[[ Records shown open ]]

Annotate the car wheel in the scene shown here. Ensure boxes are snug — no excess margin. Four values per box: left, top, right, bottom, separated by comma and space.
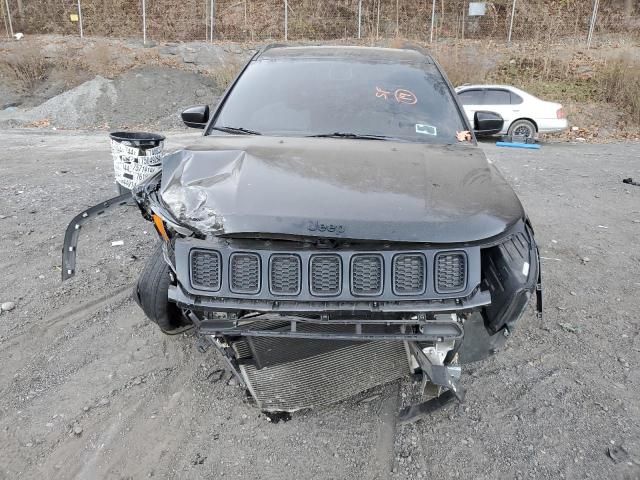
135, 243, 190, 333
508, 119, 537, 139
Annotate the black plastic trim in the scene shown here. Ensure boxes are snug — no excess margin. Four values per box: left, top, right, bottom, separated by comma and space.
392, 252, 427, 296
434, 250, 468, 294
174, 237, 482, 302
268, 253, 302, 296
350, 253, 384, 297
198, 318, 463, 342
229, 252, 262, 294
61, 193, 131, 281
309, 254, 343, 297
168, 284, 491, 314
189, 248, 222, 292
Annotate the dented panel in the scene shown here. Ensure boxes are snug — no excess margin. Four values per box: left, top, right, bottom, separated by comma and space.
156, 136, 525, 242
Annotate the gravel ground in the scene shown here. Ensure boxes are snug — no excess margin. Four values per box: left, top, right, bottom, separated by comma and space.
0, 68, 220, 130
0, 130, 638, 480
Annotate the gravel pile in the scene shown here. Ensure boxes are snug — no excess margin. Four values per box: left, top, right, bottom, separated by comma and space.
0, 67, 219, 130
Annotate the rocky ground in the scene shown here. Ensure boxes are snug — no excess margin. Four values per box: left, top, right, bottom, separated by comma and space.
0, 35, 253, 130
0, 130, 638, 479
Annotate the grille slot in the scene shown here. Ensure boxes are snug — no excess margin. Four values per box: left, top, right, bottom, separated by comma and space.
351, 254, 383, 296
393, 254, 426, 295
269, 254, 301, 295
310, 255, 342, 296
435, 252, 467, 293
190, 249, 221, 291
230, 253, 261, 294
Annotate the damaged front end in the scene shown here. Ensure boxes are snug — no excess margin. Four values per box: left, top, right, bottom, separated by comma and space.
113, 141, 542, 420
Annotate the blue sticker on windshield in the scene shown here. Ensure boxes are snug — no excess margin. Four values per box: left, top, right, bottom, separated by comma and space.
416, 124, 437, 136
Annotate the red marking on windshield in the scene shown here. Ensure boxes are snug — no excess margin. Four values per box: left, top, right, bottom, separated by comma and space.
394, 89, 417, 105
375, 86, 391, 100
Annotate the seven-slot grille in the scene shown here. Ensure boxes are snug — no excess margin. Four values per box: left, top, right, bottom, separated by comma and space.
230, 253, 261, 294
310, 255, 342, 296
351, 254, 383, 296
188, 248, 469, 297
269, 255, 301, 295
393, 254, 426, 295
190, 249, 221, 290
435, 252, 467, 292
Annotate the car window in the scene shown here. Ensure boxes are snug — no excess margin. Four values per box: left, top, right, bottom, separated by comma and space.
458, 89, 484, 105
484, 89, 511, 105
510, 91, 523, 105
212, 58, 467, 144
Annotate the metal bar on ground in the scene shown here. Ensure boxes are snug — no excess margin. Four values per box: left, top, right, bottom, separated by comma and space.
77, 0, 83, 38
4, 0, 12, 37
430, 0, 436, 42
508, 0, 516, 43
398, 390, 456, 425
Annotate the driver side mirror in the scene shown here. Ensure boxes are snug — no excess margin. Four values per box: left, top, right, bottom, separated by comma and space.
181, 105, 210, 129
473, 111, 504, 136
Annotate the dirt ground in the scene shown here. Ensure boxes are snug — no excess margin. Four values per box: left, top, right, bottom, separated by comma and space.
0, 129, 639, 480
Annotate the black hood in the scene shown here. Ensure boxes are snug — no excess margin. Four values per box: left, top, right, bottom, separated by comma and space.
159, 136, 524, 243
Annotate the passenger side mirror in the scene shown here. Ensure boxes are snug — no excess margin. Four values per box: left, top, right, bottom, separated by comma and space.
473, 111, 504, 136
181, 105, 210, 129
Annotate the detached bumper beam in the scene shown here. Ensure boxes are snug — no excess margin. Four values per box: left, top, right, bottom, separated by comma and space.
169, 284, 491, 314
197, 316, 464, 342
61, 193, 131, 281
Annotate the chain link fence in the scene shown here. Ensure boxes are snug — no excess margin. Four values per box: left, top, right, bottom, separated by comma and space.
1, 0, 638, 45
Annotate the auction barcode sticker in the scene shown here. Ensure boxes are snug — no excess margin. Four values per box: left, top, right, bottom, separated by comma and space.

[[ Records shown closed ]]

Print each record exactly as it stands, skipping the pictures.

Task output ::
Annotate the car wheel in the scene shown here. Ensure boxes are snug — no excess margin. Four values per box: left, top, right, bottom, separated by comma and space.
135, 243, 190, 333
508, 119, 537, 139
Annotate the black plastic trim in the scene shown here. Ensure boxes are snug — no excess margin. Four values per box: left, top, right, bottom, separated by comma and space.
392, 252, 427, 296
434, 250, 468, 294
174, 237, 482, 302
268, 253, 302, 296
350, 253, 384, 297
198, 318, 463, 342
229, 252, 262, 294
61, 193, 131, 281
309, 254, 343, 297
168, 284, 491, 314
189, 248, 222, 292
Annotate the dented panel in the scene shown here. Ensure boxes are snug — no excess margin. Four values per box: left, top, right, bottom, separated by comma and space.
156, 136, 525, 242
Annotate the gravel ground in the scene shown here. Ensure boxes are snug — no excess margin. Four values per box: left, top, right, bottom, separated by comma and space.
0, 68, 220, 130
0, 130, 638, 480
Annotate the gravel pile in the scene shown here. Ensure boxes are snug — no excess margin. Four values per box: left, top, right, bottom, separated by comma and space.
0, 67, 219, 130
Annotate the rocky ground in the scene shown here. Ensure boxes are snug — no excess margin. Four values per box: left, top, right, bottom, separated by comma and space.
0, 35, 253, 130
0, 130, 638, 479
Annotate the grille slot in the scene shown here. Ensure boxes are snug — no excess margin. Four values per box: left, top, right, bottom, separated by comma and space.
351, 254, 383, 296
393, 254, 426, 295
269, 254, 301, 295
310, 255, 342, 296
435, 252, 467, 293
190, 249, 221, 291
230, 253, 261, 294
Annotate the damaged front end in the scene shown here. Ensure boxes are snug — no excess margin. Four values per box: left, top, right, bottom, separated by comma and space.
113, 141, 542, 420
Annotate the blue sticker on windshield in the scene shown here. Ensure boxes are snug — no excess margin. Four values per box: left, top, right, bottom, separated by comma and space.
416, 124, 437, 136
Annotate the red marking on windshield in the scene shown here. Ensure boxes are snug — no excess margin. Four values per box: left, top, right, bottom, separated by comma and space.
394, 89, 417, 105
375, 86, 391, 100
Annotate the seven-slot grille in the scene shown here. Ensure boxes are snug — no excess margin. Four values per box: left, top, right, bottom, separated by comma and space.
230, 253, 261, 294
310, 255, 342, 296
351, 254, 383, 296
188, 248, 469, 297
269, 255, 301, 295
393, 254, 426, 295
190, 249, 221, 290
435, 252, 467, 292
Annotate the car window in the scene shown here. Ensure boxes are snug — no excess margin. Four values per box: left, top, right, bottom, separated by comma and space.
458, 89, 484, 105
484, 89, 511, 105
510, 91, 523, 105
212, 58, 467, 144
Annotate the metal bar on ground in the scene shown here. Ensure boxes are snug — no excess margin. Four values per box: left, top, right, bottom, separated by comma and space.
77, 0, 83, 38
4, 0, 12, 37
430, 0, 436, 42
508, 0, 516, 43
398, 390, 456, 425
Annotate the driver side mirror in the scene shown here. Ensure boxes are snug — no excess margin. Four values per box: left, top, right, bottom, separated by comma and space.
181, 105, 210, 129
473, 111, 504, 136
Annotate the dirt ground in the scene shown here. Ensure boxes are snug — no excess margin. Four values per box: left, top, right, bottom, separated by comma and space.
0, 129, 639, 480
Annotate the black hood in the scene shown here. Ensure boxes are snug — no excess margin. Four values per box: left, top, right, bottom, separated by comma and space.
159, 136, 524, 243
Annotate the passenger side mirror in the scene shown here. Ensure boxes are snug — no excess margin. Four values per box: left, top, right, bottom, separated by comma and space.
473, 111, 504, 136
181, 105, 210, 129
Annotate the detached bumper beam in the scene shown here. Ensure boxes are snug — no excess margin. Four values per box: left, top, right, bottom, separated by comma and space.
169, 284, 491, 314
197, 316, 464, 342
61, 193, 131, 281
Annotate the chain link fence in the scene shown here. Ensure boxes are snug — no excess margin. Four values per box: left, top, right, bottom, separated by comma and space.
1, 0, 638, 45
Annotate the auction barcode sticker in the scene shown here. Ensure boxes are snug — no excess margin. Four values per box: left, top, right, bottom, separated by comma and space.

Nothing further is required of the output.